* **Passage to read**:
  2. Here, no Article 17 refusal exists. There is no challenge to a decision. There is an application for mandamus to compel the Minister for Justice to make a determination under Article 17. But I cannot characterise that argument as fair or arguable given that on the basis of my finding above, the application was only made on 24 January 2024, i.e., 5 days before the proceedings were issued on 29 January 2024. There is also an attempt to challenge the implementation of the transfer decision on the basis that the transfer decision was ultra vires the Dublin III Regulation. This is a collateral attack given that the transfer decision was challenged in the previous judicial review proceedings and those proceedings were withdrawn. Again, that argument would not meet the fair issue to be tried standard.
  3. The other reliefs are hypothetical as they are declarations in respect of the correct way to make Article 17 decisions where no such decision has been made in the instant case, and the process has only just started. The applicant is seeking to attack the decision not to give him a personal interview and the identity of the person whom he expects to make the decision. But these grounds are exceptionally weak given that the application was made on 24 January 2024 and therefore there is neither a decision to attack or even a flawed process. It is well established that courts do not decide on hypothetical or abstract issues.
  4. In my view the applicant has failed to establish that in the particular circumstances of this case, he has established an arguable case and for that reason alone he is not entitled to the relief sought.

Balance of Justice

  1. However, for the sake of completeness I will consider some of the balance of justice arguments. Against the applicant are the lateness of the application; the failure to explain the delay; the prejudice to the respondent in that, on one view, it will lose the right to return the applicant if the respondent's interpretation of Article 29 of Dublin III is correct and applications for Article 17 relief do not have suspensory effect under Article 27/29 of Dublin III; the fact that the applicant is entitled to return to Ireland if it turns out he ought not have been deported; and the fact that no new evidence of harm or ill treatment has been adduced in these proceedings. I refer to my judgment in RG v IPAT & Ors [2023] IEHC 742 where some of those factors were discussed in greater detail.

Saved entries:
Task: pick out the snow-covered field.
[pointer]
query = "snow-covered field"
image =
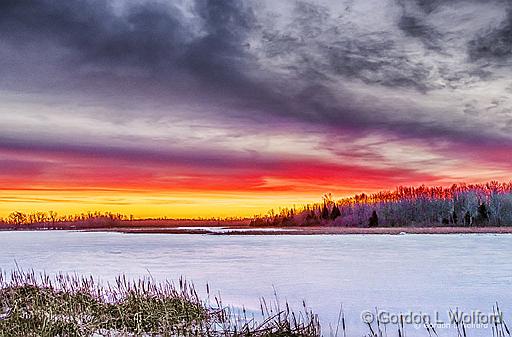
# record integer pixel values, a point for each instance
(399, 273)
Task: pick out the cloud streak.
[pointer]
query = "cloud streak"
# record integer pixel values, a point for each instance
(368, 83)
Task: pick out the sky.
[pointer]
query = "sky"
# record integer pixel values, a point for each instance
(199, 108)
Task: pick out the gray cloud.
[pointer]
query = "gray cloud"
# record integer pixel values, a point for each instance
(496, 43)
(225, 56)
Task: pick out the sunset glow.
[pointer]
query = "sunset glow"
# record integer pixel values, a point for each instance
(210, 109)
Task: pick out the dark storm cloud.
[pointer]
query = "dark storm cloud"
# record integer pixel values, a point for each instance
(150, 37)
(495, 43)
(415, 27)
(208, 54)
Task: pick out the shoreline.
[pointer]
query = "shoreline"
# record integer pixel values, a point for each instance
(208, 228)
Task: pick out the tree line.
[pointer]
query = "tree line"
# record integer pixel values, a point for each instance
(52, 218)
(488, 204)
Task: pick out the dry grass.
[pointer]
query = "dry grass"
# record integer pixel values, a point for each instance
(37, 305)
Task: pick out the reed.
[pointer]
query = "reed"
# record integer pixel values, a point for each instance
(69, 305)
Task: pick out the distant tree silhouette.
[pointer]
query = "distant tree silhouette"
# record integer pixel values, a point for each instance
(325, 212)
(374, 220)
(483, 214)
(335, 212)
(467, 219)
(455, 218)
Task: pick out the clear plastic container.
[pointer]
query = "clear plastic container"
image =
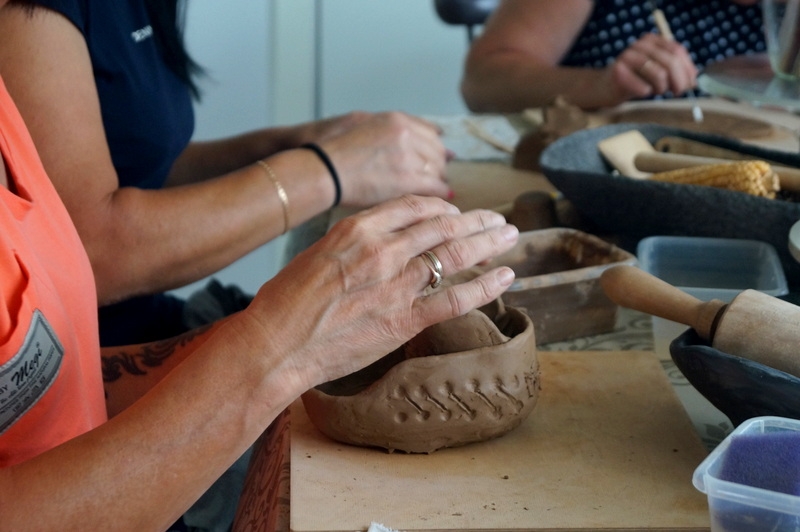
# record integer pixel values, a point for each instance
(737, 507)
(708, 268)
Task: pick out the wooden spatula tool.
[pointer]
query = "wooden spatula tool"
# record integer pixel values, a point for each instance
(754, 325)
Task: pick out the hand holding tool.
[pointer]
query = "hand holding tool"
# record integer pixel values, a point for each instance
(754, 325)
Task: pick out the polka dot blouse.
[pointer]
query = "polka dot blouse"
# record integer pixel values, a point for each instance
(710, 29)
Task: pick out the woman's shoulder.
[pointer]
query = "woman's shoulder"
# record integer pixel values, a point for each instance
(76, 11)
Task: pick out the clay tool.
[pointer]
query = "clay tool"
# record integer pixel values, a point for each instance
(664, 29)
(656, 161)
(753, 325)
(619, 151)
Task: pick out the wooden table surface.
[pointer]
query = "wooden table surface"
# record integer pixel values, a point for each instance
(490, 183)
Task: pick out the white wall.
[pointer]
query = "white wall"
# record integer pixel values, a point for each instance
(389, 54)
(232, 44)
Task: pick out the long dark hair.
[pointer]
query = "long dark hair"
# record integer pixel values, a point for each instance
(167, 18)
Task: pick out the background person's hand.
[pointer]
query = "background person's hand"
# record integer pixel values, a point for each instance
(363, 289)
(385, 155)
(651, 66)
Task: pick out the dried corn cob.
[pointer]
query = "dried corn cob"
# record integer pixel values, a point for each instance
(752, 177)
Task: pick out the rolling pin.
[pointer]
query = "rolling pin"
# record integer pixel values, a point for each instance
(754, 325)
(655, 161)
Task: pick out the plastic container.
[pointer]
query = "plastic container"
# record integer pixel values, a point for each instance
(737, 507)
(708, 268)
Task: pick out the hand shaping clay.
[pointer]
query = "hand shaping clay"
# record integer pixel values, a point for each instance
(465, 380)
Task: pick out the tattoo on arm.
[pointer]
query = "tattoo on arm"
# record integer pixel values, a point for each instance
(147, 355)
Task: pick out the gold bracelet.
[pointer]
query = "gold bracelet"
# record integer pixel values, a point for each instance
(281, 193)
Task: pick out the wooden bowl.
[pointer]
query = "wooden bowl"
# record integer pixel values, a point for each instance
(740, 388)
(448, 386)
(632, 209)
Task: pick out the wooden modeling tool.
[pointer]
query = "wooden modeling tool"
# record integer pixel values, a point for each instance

* **Task requirements**:
• a. In the balance-of-justice paragraph of the court judgment excerpt, list every factor the judge names as weighing against the applicant.
• b. Continue the court judgment excerpt from its final sentence.

* **List of answers**:
• a.
- The lateness of the application
- The failure to explain the delay
- The prejudice to the respondent, which on one view will lose the right to return the applicant if the respondent's interpretation of Article 29 of Dublin III is correct and applications for Article 17 relief do not have suspensory effect under Article 27/29 of Dublin III
- The fact that the applicant is entitled to return to Ireland if it turns out he ought not have been deported
- The fact that no new evidence of harm or ill treatment has been adduced in these proceedings

• b.
  2. In favour of the application is the fact that there is an extant reference to the CJEU in the case of AHY, and the possibility that the applicant may be correct either that (a) a transfer decision is not final until a decision under Article 17 has been made and finally adjudicated upon by way of judicial review and that therefore there is no prejudice to the respondent as the six month time limit has not started to run or (b) judicial review of an Article 17 decision is entitled to suspensory effect under the Dublin III Regulation. It is also the case that he has an extant Article 17 application (albeit one that is less than one week old) that has not been determined.
  3. When I balance those factors, it seems to me that the fact that the applicant could have made this application in 2022 but did not do so must weigh heavily, as well as the fact that there is no challenge to a refusal under Article 17. This is unlike the situation in Hurie v Minister for Justice (ex tempore decision of 19 December 2023) where a challenge had been made by way of judicial review to a refusal of relief under Article 17 and I granted an injunction to restrain deportation. I am also influenced by the fact that if the respondent is correct in its interpretation of the Dublin Regulation (the same interpretation as that adopted by the Advocate General in AHY) it will lose the right to return this applicant to France under the Dublin Convention, whereas if the applicant turns out to be right following the decision in AHY, he will be entitled to be returned to Ireland.

Conclusion

  1. In all those circumstances, I refuse the application for an injunction given that the applicant has not made out an arguable case and because the balance of justice favours the refusal of the application for injunctive relief or a stay in the particular circumstances of this case.